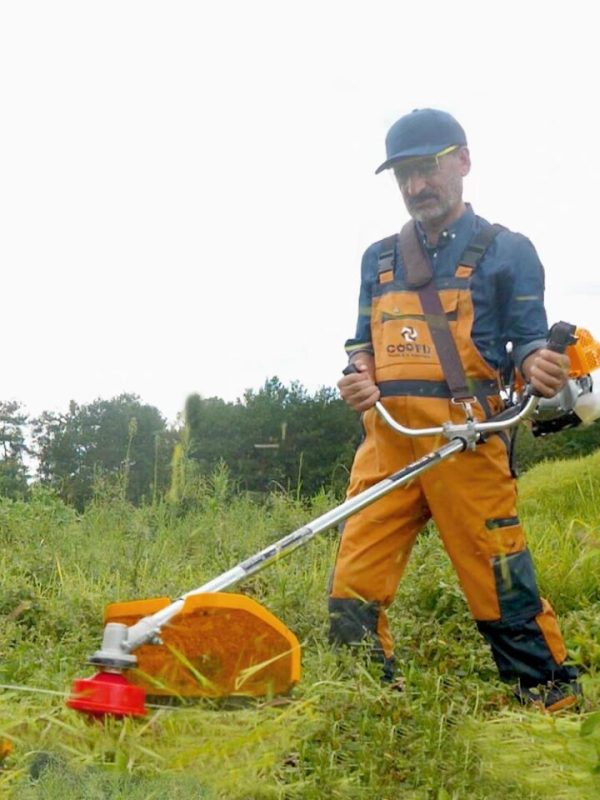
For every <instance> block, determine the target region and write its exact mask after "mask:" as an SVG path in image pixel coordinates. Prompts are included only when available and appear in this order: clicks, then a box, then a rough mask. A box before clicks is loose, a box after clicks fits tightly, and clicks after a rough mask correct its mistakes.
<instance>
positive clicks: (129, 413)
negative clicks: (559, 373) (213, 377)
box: [0, 377, 600, 510]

AUFGABENSTELLUNG → Schreiben Sie bitte sämtliche Zeilen der Datensätze oben wortgetreu ab. Die Bilder lassen Sie dabei weg.

ANTWORT ZUR ÜBUNG →
For every <instance> block, determine the target region and write its exact mask after "mask:" as an SVG path in image pixel coordinates. Prompts are included only when available and appear in this order: clicks, then a box, then a rough mask. A box before clicks is loose, a box after clicks fits tightly, and clicks after a rough mask correct its mistakes.
<instance>
positive clicks: (129, 413)
negative clicks: (559, 373) (213, 377)
box: [0, 377, 600, 510]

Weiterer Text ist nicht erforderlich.